### Goal of the exercise
Exactly the lines from the one that contains "Put a dot on each instance of the farmhouse" through the end of the material below are to be output, the first and last included.

### Input data

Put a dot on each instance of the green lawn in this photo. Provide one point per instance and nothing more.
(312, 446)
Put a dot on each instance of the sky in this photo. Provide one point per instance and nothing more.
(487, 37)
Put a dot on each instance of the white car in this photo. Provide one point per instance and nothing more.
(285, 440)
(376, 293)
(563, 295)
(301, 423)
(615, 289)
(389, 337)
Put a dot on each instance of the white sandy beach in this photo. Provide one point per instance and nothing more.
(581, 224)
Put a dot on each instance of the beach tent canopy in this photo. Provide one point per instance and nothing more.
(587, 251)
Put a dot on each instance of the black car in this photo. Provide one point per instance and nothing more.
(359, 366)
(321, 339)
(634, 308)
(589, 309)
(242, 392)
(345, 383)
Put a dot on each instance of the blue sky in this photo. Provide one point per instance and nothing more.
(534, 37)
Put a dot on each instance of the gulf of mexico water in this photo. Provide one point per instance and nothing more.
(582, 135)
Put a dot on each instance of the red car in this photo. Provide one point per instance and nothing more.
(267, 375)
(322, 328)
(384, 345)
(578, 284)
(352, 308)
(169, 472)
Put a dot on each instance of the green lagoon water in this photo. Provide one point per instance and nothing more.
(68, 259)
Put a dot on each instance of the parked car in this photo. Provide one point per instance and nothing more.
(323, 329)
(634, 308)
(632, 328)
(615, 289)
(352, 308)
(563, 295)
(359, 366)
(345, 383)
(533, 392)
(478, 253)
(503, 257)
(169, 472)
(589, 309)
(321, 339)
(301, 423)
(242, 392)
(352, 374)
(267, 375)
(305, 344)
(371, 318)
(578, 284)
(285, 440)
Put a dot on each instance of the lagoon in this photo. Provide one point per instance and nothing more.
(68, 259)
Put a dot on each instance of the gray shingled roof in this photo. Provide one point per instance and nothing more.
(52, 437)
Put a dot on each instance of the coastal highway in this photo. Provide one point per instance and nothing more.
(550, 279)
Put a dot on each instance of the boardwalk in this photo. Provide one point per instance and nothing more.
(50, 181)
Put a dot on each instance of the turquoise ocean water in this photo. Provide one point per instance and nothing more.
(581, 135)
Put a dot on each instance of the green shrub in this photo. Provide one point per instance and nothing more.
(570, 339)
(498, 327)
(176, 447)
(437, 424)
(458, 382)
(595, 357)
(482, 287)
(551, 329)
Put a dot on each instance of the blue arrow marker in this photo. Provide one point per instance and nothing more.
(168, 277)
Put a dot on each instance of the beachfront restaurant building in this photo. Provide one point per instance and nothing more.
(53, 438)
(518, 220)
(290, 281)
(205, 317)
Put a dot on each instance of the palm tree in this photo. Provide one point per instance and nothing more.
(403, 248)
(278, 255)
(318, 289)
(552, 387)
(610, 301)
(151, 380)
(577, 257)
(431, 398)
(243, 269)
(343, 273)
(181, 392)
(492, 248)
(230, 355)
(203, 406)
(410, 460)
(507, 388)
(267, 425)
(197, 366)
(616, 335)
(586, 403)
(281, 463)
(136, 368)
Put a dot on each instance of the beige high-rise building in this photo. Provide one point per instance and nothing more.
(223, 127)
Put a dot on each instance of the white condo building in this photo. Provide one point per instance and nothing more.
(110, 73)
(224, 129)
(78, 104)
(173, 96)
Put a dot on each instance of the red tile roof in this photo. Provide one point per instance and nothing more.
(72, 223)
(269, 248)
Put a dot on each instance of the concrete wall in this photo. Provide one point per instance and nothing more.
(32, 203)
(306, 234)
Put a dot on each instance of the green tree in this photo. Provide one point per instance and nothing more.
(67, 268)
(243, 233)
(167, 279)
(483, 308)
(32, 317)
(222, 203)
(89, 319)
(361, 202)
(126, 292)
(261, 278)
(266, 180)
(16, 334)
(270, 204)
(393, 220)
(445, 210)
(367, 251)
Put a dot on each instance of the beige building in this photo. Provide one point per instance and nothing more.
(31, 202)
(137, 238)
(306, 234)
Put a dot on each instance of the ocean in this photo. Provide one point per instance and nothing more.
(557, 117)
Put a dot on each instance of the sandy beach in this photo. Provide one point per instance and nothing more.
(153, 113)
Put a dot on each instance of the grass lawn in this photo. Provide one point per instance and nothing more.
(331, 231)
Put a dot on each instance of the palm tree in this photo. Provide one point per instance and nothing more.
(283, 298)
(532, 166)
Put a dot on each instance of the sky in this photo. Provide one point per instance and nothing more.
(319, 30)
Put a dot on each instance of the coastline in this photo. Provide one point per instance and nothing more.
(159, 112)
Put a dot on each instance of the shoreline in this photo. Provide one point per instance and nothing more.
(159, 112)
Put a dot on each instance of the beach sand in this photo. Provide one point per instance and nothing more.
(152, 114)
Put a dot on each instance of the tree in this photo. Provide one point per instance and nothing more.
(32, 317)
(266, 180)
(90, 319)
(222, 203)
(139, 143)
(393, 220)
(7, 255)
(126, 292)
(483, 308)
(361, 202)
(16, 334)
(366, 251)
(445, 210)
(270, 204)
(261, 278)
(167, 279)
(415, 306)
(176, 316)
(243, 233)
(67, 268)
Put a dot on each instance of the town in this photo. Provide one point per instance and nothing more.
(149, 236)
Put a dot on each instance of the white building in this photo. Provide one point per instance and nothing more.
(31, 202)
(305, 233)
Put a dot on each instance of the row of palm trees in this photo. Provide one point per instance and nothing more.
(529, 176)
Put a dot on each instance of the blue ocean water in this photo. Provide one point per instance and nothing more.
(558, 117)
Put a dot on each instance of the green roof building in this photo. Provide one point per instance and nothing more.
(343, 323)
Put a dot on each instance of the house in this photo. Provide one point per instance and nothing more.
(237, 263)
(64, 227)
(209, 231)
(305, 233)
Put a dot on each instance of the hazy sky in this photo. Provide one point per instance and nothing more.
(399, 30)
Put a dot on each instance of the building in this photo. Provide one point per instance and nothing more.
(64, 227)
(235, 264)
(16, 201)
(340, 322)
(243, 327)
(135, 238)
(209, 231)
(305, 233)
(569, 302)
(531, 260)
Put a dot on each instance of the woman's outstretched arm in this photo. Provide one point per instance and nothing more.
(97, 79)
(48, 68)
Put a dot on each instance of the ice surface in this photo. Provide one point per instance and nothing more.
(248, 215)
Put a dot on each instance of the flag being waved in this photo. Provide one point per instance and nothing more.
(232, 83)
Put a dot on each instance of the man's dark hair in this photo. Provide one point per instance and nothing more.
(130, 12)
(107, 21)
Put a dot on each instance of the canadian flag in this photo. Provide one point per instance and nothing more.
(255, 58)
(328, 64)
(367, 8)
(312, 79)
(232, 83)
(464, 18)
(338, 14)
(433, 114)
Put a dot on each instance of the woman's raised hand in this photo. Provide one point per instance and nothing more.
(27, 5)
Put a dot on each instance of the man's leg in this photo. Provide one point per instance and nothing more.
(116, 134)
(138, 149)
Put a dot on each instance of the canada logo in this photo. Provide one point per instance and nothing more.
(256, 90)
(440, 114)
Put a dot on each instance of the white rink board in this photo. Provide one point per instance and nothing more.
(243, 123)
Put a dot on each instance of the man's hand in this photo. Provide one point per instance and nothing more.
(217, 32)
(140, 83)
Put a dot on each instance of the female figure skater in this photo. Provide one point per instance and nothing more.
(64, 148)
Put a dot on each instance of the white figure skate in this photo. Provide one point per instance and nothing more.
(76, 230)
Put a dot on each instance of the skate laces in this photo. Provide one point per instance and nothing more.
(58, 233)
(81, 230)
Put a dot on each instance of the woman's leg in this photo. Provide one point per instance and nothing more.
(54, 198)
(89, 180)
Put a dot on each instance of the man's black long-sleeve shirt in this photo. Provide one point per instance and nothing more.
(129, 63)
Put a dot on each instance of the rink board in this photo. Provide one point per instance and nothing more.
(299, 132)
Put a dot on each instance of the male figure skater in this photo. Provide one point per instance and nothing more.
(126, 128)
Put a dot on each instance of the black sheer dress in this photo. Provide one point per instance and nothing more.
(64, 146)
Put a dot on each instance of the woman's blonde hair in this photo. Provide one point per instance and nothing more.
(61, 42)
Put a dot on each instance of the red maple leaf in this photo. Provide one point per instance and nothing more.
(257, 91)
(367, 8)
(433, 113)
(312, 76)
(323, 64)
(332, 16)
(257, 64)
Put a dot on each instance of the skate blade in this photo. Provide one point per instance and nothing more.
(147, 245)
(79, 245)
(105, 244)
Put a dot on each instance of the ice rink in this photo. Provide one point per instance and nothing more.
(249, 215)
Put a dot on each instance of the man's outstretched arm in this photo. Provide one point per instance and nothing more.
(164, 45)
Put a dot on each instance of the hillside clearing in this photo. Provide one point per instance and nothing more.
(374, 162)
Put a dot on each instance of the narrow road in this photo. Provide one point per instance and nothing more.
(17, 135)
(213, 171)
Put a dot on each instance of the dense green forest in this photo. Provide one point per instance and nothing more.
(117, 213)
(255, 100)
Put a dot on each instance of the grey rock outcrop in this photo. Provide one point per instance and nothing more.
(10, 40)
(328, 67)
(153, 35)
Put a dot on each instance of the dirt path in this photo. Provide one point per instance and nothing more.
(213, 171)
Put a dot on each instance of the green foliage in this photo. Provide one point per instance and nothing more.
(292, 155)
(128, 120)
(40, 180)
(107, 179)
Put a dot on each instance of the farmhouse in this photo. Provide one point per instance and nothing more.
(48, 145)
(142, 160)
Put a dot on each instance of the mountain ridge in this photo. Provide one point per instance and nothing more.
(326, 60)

### Completed task
Put a dot on each instance of the farmhouse in this photo. Provide one point per instance and nothing more.
(48, 145)
(142, 160)
Put a dot on each instance of the mountain ridge in this photo. Provide one point per instance and nothing more.
(326, 60)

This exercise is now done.